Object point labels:
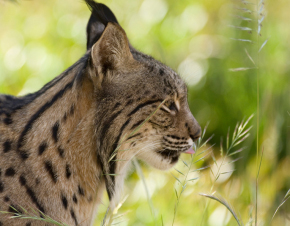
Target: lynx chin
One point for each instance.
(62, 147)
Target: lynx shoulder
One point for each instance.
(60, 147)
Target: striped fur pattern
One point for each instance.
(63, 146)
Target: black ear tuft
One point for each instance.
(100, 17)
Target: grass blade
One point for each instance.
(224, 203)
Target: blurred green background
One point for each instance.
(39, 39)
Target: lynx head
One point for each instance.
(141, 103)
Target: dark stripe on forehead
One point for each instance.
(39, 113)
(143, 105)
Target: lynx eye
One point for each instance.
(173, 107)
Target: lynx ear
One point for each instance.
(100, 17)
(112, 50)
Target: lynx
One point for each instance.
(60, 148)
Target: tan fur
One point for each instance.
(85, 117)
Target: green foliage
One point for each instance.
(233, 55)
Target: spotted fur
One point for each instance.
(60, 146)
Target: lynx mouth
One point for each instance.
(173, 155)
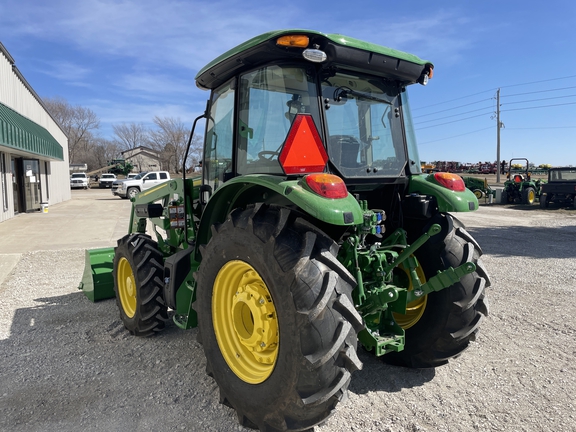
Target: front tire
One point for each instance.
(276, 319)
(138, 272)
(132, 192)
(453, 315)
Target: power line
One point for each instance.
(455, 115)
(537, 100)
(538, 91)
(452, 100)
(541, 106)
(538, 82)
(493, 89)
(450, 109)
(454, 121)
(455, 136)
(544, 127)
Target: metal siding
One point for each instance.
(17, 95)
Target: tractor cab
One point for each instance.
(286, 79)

--

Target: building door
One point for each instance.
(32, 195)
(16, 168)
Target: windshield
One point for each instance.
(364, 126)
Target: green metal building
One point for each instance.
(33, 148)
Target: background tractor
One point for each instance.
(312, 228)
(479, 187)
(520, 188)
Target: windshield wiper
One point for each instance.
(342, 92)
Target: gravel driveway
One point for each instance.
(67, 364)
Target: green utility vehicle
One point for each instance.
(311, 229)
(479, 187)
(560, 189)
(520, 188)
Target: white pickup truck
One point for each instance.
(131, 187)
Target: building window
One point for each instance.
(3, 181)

• Problem requirements
Report every line of the material above that contains the string "tractor".

• Solution below
Target: tractor cab
Target: background tractor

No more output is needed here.